• _YOUR OBJECTIVE_
Copy each of the records below line for line, without changing any character.

• _RECORDS PROVIDED_

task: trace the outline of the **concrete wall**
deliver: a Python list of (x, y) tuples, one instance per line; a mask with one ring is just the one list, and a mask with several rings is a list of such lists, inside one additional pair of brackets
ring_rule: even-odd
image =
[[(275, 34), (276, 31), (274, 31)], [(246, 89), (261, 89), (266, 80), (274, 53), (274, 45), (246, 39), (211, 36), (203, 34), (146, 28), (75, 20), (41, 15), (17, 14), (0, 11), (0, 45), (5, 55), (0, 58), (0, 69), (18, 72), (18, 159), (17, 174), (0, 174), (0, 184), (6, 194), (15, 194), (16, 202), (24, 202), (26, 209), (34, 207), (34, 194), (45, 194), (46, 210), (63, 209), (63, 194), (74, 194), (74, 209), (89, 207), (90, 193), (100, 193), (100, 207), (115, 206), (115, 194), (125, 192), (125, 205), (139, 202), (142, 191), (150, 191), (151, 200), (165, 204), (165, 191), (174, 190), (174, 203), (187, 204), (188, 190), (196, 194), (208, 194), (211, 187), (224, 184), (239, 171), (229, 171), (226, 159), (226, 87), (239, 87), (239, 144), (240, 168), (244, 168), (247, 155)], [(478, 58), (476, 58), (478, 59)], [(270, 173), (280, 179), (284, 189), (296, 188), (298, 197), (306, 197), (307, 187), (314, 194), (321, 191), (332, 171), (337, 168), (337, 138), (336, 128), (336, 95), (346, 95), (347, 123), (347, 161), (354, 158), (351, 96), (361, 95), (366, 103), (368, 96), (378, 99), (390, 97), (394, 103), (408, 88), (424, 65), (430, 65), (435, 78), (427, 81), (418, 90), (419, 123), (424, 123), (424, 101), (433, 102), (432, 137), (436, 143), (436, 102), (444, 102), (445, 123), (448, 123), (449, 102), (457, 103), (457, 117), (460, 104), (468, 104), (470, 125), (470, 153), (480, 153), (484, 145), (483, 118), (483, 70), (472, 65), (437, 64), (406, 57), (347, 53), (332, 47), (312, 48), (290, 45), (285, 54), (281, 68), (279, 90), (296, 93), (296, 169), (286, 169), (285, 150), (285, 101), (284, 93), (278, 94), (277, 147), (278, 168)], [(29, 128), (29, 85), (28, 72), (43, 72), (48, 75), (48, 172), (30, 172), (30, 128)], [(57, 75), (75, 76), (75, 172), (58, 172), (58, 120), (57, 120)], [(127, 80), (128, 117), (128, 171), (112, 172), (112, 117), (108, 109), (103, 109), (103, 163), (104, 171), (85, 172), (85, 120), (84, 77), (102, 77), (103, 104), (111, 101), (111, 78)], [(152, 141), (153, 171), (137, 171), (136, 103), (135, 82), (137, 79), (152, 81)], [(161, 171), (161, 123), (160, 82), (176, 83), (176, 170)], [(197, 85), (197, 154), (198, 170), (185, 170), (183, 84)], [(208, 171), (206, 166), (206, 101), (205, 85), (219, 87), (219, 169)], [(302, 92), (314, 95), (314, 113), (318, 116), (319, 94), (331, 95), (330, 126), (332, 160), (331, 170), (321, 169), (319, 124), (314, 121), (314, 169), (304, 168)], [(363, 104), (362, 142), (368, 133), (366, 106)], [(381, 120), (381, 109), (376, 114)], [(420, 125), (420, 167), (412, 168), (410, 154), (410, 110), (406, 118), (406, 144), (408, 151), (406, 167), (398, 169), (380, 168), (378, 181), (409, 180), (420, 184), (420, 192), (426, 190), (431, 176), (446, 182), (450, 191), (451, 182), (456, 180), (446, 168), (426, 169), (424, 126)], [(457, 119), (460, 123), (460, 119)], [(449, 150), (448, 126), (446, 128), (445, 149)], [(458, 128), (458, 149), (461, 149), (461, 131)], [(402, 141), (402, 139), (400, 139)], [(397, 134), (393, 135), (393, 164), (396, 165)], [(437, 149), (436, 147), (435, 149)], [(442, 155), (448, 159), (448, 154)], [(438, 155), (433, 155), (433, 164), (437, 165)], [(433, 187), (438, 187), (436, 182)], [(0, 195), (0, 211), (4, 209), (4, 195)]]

• _FULL OUTPUT_
task: trace the outline of the **concrete wall**
deliver: a Python list of (x, y) tuples, one instance per line; a mask with one ring is just the one list, and a mask with several rings is a list of such lists, inside one additional pair of brackets
ring_rule: even-odd
image =
[[(275, 34), (276, 31), (274, 31)], [(246, 89), (261, 89), (266, 80), (274, 53), (274, 45), (246, 39), (211, 36), (203, 34), (146, 28), (75, 20), (41, 15), (17, 14), (0, 11), (0, 45), (5, 55), (0, 58), (0, 69), (18, 72), (18, 159), (17, 174), (0, 174), (0, 184), (6, 194), (15, 194), (16, 202), (24, 202), (26, 209), (34, 207), (34, 194), (45, 194), (46, 210), (63, 209), (63, 194), (74, 194), (74, 209), (89, 207), (90, 193), (100, 193), (100, 207), (115, 206), (115, 194), (125, 192), (125, 205), (139, 202), (142, 191), (150, 191), (151, 200), (165, 204), (165, 191), (174, 190), (174, 203), (187, 204), (188, 190), (196, 194), (208, 194), (211, 187), (224, 184), (239, 171), (229, 171), (226, 159), (226, 87), (239, 87), (239, 144), (240, 168), (244, 168), (247, 155)], [(478, 58), (476, 58), (478, 59)], [(270, 173), (280, 179), (284, 189), (296, 188), (298, 197), (306, 197), (307, 187), (314, 194), (321, 191), (332, 171), (337, 168), (337, 138), (336, 128), (336, 95), (346, 95), (347, 123), (347, 161), (354, 158), (351, 96), (361, 95), (366, 103), (368, 96), (378, 99), (390, 97), (394, 103), (408, 88), (424, 65), (430, 65), (435, 78), (427, 81), (418, 90), (419, 123), (424, 123), (424, 101), (433, 102), (432, 137), (436, 143), (436, 102), (444, 102), (445, 123), (448, 123), (449, 102), (457, 103), (457, 117), (460, 104), (468, 104), (470, 125), (470, 153), (480, 153), (484, 145), (483, 118), (483, 70), (472, 65), (437, 64), (406, 57), (347, 53), (332, 47), (312, 48), (290, 45), (285, 54), (281, 68), (279, 90), (296, 93), (296, 169), (286, 169), (285, 150), (285, 101), (284, 93), (278, 94), (277, 147), (278, 168)], [(29, 128), (29, 85), (28, 72), (43, 72), (48, 75), (48, 172), (30, 172), (30, 128)], [(57, 75), (75, 76), (75, 172), (58, 172), (58, 120), (57, 120)], [(127, 80), (128, 117), (128, 171), (112, 172), (112, 117), (108, 109), (103, 109), (103, 163), (104, 171), (85, 172), (85, 120), (84, 77), (102, 77), (103, 104), (111, 101), (111, 78)], [(152, 141), (153, 171), (137, 171), (136, 103), (135, 82), (137, 79), (152, 81)], [(161, 171), (161, 123), (160, 82), (176, 83), (176, 170)], [(197, 85), (197, 154), (198, 170), (185, 170), (183, 84)], [(208, 171), (206, 166), (206, 101), (205, 85), (219, 87), (219, 169)], [(302, 92), (314, 95), (314, 113), (318, 116), (319, 94), (331, 95), (330, 126), (332, 160), (331, 170), (321, 169), (319, 124), (314, 121), (314, 169), (304, 168)], [(363, 104), (362, 142), (368, 133), (366, 106)], [(381, 120), (381, 109), (376, 114)], [(420, 125), (420, 167), (412, 168), (410, 154), (410, 110), (406, 118), (406, 144), (408, 151), (406, 167), (398, 169), (380, 168), (378, 181), (409, 180), (420, 184), (420, 192), (426, 190), (431, 176), (446, 182), (450, 191), (451, 182), (456, 180), (446, 168), (426, 169), (424, 126)], [(457, 119), (460, 123), (460, 119)], [(449, 150), (448, 126), (446, 128), (445, 149)], [(458, 128), (458, 149), (461, 149), (461, 131)], [(402, 141), (402, 139), (400, 139)], [(397, 134), (393, 135), (393, 164), (396, 165)], [(437, 149), (436, 147), (435, 149)], [(442, 155), (448, 159), (448, 154)], [(438, 155), (433, 155), (433, 164), (437, 165)], [(433, 187), (438, 187), (436, 182)], [(0, 195), (0, 211), (4, 209), (4, 195)]]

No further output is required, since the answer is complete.